Study material START

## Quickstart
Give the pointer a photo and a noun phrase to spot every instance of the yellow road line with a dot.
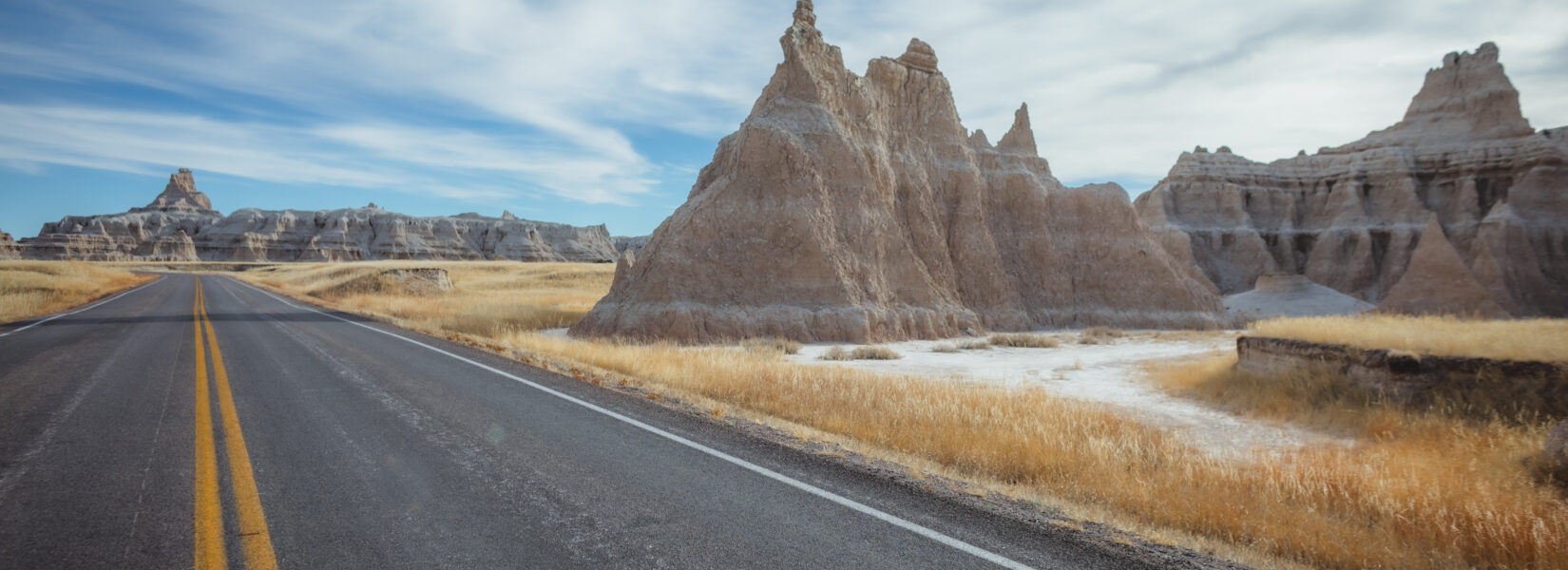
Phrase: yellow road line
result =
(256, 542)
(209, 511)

Study material END

Problem to work on:
Write the records out again verbatim and omit the pictures they contain.

Solution:
## Quickstart
Give the pointer a photo and a noun phrase to spot every instance of the yellow road line with a dot.
Phrase: yellow road line
result =
(256, 542)
(209, 511)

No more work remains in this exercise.